### [PASSAGE TO READ]
○ ○ ○ ○ ○ ○ ○
The Reason Crab Meat Should Never Be Bought Frozen, According To Chefs
By now, it is generally accepted that, when either dining out or at home, fresh foods are preferable to frozen. This isn't to say that the fresh version is always the most convenient, but when it comes to an ingredient like crab meat, some chefs won't even consider the frozen option. The reason? There are some foods you just shouldn't freeze.
Speaking with Food & Wine magazine, Harley Peet, executive chef of Bas Rouge, mentioned a textural issue that arises when crab is frozen. "[W]hen crab meat is frozen, the cells inside the meat break open, yielding a watery and spongy texture when thawed."
Though most chefs will prefer fresh to frozen, this doesn't change the fact that virtually all restaurants still rely on at least some frozen ingredients. Being able to stock up on certain essential ingredients in your freezer that would otherwise spoil is just one less thing to worry about and often the economical choice. For many of these ingredients, the quality remains the same after they have been thawed. But from the sound of it, crab isn't one of them. The trade-off between quality and convenience simply isn't worth it. Given how tricky crab can be to prepare fresh –- the high amount of labor that is needed to break down this odd, shelled creature and pick a sometimes small amount of meat out of them –- this is saying something.
○ ○ ○ ○ ○ ○ ○
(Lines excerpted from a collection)
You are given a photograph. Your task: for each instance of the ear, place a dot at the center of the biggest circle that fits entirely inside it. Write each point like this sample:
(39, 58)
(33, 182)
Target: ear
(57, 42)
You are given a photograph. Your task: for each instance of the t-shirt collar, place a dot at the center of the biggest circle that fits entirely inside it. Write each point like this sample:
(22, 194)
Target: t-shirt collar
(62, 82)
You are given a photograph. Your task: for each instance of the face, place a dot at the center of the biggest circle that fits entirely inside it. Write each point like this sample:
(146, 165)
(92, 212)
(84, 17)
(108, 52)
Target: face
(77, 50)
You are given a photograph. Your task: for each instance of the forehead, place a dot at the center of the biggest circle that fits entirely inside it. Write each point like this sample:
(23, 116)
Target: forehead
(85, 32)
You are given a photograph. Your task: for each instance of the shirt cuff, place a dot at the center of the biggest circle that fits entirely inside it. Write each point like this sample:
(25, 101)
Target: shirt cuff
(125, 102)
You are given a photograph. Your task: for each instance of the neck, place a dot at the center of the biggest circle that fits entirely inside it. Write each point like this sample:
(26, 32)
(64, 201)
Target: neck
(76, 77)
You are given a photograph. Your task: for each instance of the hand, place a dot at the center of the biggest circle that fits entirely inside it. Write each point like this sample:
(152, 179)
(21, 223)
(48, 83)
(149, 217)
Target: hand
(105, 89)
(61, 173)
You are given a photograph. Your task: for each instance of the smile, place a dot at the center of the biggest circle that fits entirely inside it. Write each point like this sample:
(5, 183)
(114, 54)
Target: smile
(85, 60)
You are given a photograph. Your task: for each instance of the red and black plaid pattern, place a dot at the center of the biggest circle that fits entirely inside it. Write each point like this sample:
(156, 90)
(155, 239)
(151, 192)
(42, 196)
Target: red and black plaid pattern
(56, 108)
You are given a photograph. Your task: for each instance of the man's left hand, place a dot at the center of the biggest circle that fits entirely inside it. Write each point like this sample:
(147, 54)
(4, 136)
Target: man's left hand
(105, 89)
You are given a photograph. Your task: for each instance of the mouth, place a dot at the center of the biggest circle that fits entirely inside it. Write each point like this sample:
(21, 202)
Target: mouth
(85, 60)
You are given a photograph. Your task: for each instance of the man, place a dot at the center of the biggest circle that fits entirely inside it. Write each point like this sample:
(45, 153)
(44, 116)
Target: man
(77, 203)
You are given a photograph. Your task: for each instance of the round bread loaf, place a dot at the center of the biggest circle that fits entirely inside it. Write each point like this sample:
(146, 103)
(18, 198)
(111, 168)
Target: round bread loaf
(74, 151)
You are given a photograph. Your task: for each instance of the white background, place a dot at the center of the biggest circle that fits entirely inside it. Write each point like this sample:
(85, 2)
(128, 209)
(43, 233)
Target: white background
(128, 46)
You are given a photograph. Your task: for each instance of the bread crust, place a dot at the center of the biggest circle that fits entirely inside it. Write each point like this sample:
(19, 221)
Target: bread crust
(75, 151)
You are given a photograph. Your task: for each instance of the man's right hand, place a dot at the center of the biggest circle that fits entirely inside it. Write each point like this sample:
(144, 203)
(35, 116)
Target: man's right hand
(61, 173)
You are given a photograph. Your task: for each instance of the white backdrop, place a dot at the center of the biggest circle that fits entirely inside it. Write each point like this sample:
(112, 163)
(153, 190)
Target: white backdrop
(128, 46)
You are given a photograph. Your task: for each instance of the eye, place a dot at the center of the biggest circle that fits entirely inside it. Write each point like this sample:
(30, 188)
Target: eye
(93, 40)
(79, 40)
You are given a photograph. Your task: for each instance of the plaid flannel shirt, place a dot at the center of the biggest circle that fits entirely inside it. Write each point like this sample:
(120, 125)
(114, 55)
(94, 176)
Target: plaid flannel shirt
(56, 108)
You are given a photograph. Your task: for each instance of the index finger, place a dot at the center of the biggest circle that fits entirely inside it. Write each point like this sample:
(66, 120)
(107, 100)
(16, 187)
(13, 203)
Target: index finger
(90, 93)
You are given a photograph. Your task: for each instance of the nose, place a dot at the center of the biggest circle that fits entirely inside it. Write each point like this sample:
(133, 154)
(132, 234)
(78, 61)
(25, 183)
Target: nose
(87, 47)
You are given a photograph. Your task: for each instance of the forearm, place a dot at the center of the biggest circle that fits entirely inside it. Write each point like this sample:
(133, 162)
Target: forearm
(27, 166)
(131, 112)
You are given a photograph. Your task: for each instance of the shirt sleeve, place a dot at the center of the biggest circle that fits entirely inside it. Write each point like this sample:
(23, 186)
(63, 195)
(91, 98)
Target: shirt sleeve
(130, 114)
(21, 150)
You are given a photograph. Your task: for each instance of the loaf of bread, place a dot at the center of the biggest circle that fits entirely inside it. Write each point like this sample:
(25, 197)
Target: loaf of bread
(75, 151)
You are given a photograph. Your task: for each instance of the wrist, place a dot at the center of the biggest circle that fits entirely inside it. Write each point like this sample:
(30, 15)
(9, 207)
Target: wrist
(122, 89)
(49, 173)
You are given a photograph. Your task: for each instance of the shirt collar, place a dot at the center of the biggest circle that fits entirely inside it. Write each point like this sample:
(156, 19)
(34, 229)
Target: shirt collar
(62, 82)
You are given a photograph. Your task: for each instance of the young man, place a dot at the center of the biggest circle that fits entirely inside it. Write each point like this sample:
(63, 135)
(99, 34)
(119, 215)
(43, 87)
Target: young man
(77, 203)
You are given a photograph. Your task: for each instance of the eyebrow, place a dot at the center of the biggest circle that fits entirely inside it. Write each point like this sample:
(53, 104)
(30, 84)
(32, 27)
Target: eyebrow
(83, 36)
○ ○ ○ ○ ○ ○ ○
### [EXERCISE DESCRIPTION]
Reproduce the article about frozen crab meat in full, word for word. Rely only on the article about frozen crab meat.

### [REPLY]
The Reason Crab Meat Should Never Be Bought Frozen, According To Chefs
By now, it is generally accepted that, when either dining out or at home, fresh foods are preferable to frozen. This isn't to say that the fresh version is always the most convenient, but when it comes to an ingredient like crab meat, some chefs won't even consider the frozen option. The reason? There are some foods you just shouldn't freeze.
Speaking with Food & Wine magazine, Harley Peet, executive chef of Bas Rouge, mentioned a textural issue that arises when crab is frozen. "[W]hen crab meat is frozen, the cells inside the meat break open, yielding a watery and spongy texture when thawed."
Though most chefs will prefer fresh to frozen, this doesn't change the fact that virtually all restaurants still rely on at least some frozen ingredients. Being able to stock up on certain essential ingredients in your freezer that would otherwise spoil is just one less thing to worry about and often the economical choice. For many of these ingredients, the quality remains the same after they have been thawed. But from the sound of it, crab isn't one of them. The trade-off between quality and convenience simply isn't worth it. Given how tricky crab can be to prepare fresh –- the high amount of labor that is needed to break down this odd, shelled creature and pick a sometimes small amount of meat out of them –- this is saying something.